— BEGIN —
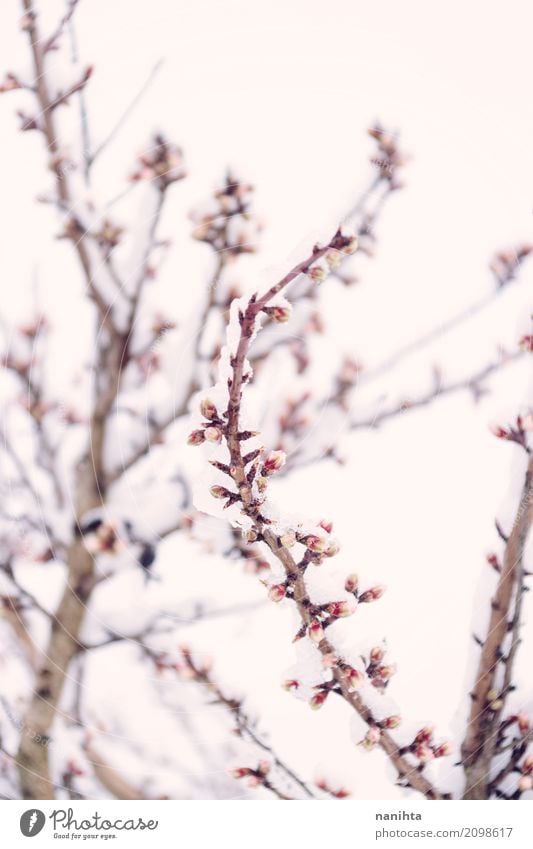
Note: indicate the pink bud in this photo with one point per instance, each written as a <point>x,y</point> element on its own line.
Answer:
<point>318,699</point>
<point>279,314</point>
<point>352,677</point>
<point>317,273</point>
<point>288,539</point>
<point>196,437</point>
<point>317,544</point>
<point>372,594</point>
<point>315,631</point>
<point>273,462</point>
<point>208,409</point>
<point>340,608</point>
<point>351,583</point>
<point>527,766</point>
<point>219,492</point>
<point>443,750</point>
<point>499,431</point>
<point>424,735</point>
<point>240,772</point>
<point>277,592</point>
<point>377,654</point>
<point>523,723</point>
<point>213,434</point>
<point>391,722</point>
— END —
#### Instructions for the task
Reproduce the lines above as a numbered list, omitting blank lines and leaving out the picture.

#### Answer to this problem
1. Note: indicate the pink bud in this photo with one point per instance, each written as a <point>x,y</point> element on its own line.
2. Answer:
3. <point>318,699</point>
4. <point>279,314</point>
5. <point>352,677</point>
6. <point>317,273</point>
7. <point>288,539</point>
8. <point>196,437</point>
9. <point>317,544</point>
10. <point>372,594</point>
11. <point>315,631</point>
12. <point>273,462</point>
13. <point>208,409</point>
14. <point>340,608</point>
15. <point>351,583</point>
16. <point>527,766</point>
17. <point>219,492</point>
18. <point>443,750</point>
19. <point>499,431</point>
20. <point>424,735</point>
21. <point>240,772</point>
22. <point>277,592</point>
23. <point>377,654</point>
24. <point>523,723</point>
25. <point>213,434</point>
26. <point>391,722</point>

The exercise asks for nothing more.